Find every line in the records that contains the string "panel" and copy each one.
[start Information given]
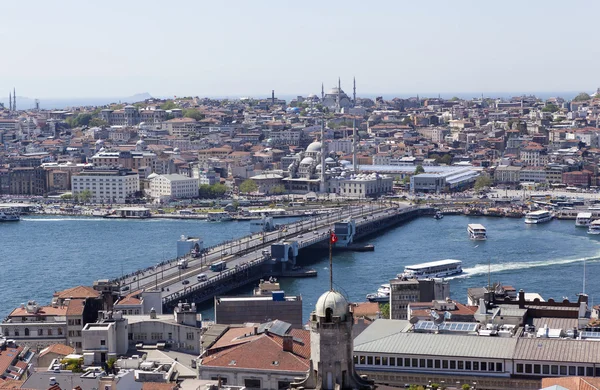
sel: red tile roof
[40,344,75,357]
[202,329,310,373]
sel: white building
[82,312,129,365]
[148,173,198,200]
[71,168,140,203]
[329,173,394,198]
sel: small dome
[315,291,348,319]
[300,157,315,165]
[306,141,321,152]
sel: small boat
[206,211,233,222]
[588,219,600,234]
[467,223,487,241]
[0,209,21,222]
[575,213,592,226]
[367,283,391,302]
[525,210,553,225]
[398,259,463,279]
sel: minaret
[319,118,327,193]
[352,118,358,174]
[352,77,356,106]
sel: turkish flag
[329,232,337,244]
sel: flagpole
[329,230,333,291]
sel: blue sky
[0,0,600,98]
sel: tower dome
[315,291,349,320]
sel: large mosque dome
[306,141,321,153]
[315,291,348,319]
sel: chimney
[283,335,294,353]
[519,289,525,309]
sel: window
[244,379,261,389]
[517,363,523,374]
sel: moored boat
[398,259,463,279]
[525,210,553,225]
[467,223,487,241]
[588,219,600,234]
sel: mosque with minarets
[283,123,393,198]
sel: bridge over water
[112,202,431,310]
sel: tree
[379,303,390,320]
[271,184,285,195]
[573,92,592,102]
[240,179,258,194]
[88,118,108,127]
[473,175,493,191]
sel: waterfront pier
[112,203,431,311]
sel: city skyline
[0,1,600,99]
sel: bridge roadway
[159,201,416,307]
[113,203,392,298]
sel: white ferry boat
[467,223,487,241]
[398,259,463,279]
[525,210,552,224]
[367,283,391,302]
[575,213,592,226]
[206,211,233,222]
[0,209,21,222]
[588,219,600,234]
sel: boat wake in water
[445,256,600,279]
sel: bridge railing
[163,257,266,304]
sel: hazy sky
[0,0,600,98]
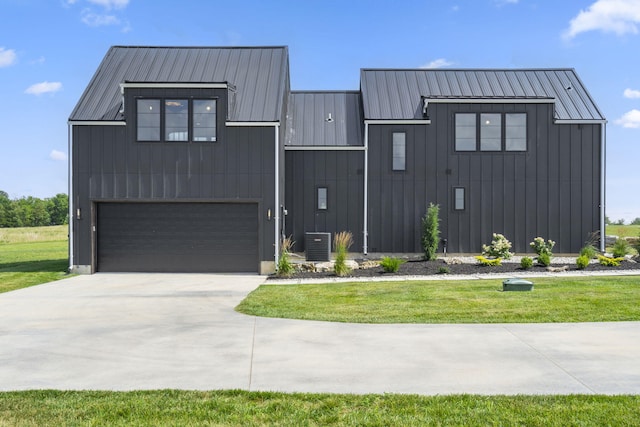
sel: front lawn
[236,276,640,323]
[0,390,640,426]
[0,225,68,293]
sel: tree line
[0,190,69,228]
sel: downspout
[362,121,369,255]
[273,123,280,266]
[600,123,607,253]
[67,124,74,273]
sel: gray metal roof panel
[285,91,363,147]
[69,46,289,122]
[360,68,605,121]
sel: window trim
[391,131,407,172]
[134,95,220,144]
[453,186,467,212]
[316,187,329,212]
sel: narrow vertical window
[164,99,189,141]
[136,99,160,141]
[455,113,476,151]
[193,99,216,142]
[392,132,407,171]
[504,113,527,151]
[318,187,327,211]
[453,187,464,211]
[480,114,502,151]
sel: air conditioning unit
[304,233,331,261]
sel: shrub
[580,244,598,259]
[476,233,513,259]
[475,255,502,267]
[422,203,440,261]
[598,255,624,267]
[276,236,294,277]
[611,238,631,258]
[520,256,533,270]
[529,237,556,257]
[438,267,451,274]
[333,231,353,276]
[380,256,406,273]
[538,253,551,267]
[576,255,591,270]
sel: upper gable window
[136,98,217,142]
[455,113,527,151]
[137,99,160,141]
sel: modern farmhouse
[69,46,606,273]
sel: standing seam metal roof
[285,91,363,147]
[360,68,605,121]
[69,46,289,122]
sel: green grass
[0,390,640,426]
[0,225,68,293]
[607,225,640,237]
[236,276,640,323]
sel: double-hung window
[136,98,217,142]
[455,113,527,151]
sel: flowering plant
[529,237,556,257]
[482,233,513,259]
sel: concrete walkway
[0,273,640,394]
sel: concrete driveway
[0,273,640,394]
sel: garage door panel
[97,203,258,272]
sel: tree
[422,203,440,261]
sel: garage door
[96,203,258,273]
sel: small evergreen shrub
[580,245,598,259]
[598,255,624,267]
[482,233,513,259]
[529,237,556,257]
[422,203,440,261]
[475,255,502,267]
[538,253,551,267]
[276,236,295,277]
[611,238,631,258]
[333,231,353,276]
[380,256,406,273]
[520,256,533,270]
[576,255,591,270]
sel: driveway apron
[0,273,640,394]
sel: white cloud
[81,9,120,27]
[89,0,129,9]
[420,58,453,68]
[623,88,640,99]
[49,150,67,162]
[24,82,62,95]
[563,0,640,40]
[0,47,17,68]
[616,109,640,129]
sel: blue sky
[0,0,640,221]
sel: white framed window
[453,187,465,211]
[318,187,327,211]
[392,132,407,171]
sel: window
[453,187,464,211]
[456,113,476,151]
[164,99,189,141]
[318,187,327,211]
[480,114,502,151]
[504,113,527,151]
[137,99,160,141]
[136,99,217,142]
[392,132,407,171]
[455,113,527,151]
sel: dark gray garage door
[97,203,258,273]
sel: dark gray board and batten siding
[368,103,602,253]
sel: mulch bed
[end Information given]
**Solution to this problem**
sel: gray metal roof panel
sel: garage door panel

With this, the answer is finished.